> [TEXT FOR ANALYSIS]
>>>>
Materials and methods

Participants

A total of 155 Chinese children (82 boys, 73 girls; mean age = 67.49 months, SD = 3.58 months, range = 56–74 months) were recruited from one urban public kindergarten and two suburb public kindergartens in Shanghai, China (letters of information were initially sent to the parents of about 180 children). All three kindergartens are rated as level-one by the quality rating system at the city level.1 All children were attending the third year of kindergarten, and none were diagnosed with intellectual, sensory, or behavioral disorders. A total of 13 children withdrew from the study at the second or third wave because of their illness or moving to other kindergartens. The data were missing completely at random (MCAR) according to the results of Little’s MCAR test (χ2 = 77.2, df = 76, p = 0.44). Across three timepoints, about 60–70% of the questionnaires were completed by mothers, 30–40% by fathers, and less than 5% by grandparents. Most parents had three-year college studies or four-year university studies (63% fathers, 68% mothers), some of the parents had graduate studies (21% fathers, 14% mothers), and the remaining had high school studies or vocational school studies (8% fathers, 11% mothers), or primary or junior high school studies (8% fathers, 7% mothers).

Materials

Home numeracy practices

Parents were asked to report how frequently they engaged in 13 numeracy-related activities (based on the original questionnaire of LeFevre et al., 2009; Huang et al., 2017) with their children in the recent month (e.g., ‘In the last month, how often did you work with your child on printing numbers?’) using a 5-point Likert scale (0 = never to 4 = almost daily). According to the structures in previous studies (e.g., LeFevre et al., 2009; Huang et al., 2017), three-factor models were constructed firstly: formal teaching was assessed with seven items (‘teaching counting’, ‘teaching skip counting’, ‘comparing size or magnitude’, ‘teaching compare or counting on computer’, ‘identifying numbers’, ‘printing numbers’, and ‘teaching simple arithmetic’), number games three items (‘playing card games’, ‘playing board games with dice or spinner’, and ‘playing computer games involving mathematics’), and number application three items (‘being timed’, ‘talking about money’, and ‘talking about stops on bus or subway’).

However, the three-factor model did not fit the data well, and the modification indices suggested that the residual errors of three items, ‘identifying numbers’, ‘printing numbers’, and ‘teaching simple arithmetic’, should be correlated. Therefore, the formal teaching variable was divided into two latent variables. Since three items were related to written numbers, the latent variable was named advanced teaching, and the left four items were named basic teaching. The modified four-factor model has acceptable or excellent fits to the data of three waves (T1: χ2 (59) = 86.380, p = 0.012, CFI = 0.953, TLI = 0.938, RMSEA = 0.054; T2: χ2 (59) = 102.364, p = 0.000, CFI = 0.929, TLI = 0.907, RMSEA = 0.071; T3: χ2 (59) = 77.560, p = 0.053, CFI = 0.962, TLI = 0.949, RMSEA = 0.048). Cronbach alpha for the four subscales at three timepoints ranged from 0.69 to 0.81.

Early mathematical skills

Digit Comparison from Nosworthy et al. (2013) was used to assess Arabic number processing. Children were presented with a booklet of 56 digit pairs (ranging from 1 to 9; e.g., 4|5, 6|8) and were asked to cross off the larger one as fast as possible in 1 min. The score in each task was the total corrects divided by the time. The Split-reliability in this study was 0.79, 0.74, and 0.84, respectively.
<<<<
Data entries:
>>>>
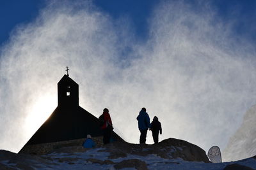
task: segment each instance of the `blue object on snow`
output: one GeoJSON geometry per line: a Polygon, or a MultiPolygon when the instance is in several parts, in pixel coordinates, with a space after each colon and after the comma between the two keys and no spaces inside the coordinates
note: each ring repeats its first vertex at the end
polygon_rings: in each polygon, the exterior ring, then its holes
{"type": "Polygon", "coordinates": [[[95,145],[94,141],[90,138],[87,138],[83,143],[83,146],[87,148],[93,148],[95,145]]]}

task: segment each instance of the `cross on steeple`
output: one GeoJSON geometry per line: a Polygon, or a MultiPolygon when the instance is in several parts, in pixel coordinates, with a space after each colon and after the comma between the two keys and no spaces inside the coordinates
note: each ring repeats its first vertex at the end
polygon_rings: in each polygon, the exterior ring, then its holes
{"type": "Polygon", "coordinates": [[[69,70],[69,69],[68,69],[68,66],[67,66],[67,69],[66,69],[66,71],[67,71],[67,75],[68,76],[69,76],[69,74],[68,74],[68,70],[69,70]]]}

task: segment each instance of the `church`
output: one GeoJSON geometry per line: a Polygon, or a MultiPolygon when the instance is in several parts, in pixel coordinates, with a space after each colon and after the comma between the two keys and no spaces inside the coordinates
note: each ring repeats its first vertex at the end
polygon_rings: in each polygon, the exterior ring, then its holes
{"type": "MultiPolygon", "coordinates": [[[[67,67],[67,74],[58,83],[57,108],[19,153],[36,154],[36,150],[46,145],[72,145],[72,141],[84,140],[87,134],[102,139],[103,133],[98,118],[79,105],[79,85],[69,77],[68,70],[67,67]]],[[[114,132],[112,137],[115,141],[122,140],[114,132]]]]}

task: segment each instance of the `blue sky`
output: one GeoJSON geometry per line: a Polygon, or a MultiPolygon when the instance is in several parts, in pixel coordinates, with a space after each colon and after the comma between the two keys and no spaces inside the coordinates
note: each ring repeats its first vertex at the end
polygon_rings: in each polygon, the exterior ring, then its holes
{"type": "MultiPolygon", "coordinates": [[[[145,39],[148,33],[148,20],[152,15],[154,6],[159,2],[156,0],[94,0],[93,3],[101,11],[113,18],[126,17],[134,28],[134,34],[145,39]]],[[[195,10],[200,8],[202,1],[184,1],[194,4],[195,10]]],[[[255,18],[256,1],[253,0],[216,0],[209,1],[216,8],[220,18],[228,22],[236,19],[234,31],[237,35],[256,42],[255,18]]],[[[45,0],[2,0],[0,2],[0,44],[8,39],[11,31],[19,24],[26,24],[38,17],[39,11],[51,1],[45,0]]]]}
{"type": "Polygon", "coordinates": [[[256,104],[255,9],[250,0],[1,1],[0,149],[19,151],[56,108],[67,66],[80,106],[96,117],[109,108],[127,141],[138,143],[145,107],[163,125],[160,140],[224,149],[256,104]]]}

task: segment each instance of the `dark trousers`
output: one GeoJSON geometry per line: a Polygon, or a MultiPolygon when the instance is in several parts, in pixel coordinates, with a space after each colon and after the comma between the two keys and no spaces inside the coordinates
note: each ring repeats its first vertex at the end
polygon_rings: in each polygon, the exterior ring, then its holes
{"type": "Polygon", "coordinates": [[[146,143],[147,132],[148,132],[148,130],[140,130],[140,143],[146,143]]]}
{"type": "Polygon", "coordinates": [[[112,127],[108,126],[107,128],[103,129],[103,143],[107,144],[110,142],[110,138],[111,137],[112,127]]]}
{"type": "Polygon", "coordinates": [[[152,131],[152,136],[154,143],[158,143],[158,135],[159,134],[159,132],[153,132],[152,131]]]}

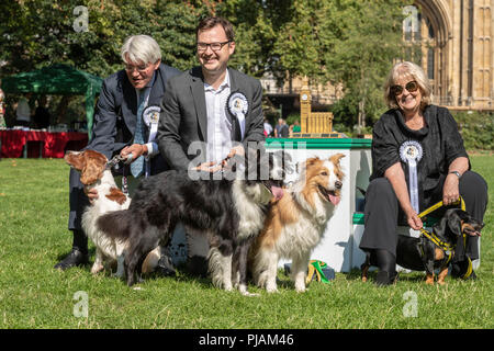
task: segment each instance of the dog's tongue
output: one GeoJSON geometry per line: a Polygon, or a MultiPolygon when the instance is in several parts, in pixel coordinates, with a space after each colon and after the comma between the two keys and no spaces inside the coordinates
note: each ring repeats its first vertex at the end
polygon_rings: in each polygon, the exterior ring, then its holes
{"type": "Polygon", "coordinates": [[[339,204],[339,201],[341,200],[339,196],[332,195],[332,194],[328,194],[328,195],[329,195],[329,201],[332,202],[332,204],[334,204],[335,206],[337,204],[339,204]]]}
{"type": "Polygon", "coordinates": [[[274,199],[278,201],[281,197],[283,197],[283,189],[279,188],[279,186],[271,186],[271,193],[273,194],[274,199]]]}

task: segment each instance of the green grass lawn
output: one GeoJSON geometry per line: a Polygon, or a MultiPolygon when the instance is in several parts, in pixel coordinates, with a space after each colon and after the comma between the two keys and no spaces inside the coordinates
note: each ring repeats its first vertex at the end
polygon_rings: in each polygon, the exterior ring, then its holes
<<<<
> [WORK ORDER]
Answer these questions from the study methods on home numeracy and early math skills:
(a) How many children were recruited for the study?
(b) How many digit pairs did the Digit Comparison booklet contain?
(c) How many items measured number games?
The rows aren't needed here.

> [ANSWER TO THE EXERCISE]
(a) 155 children
(b) 56 digit pairs
(c) Three items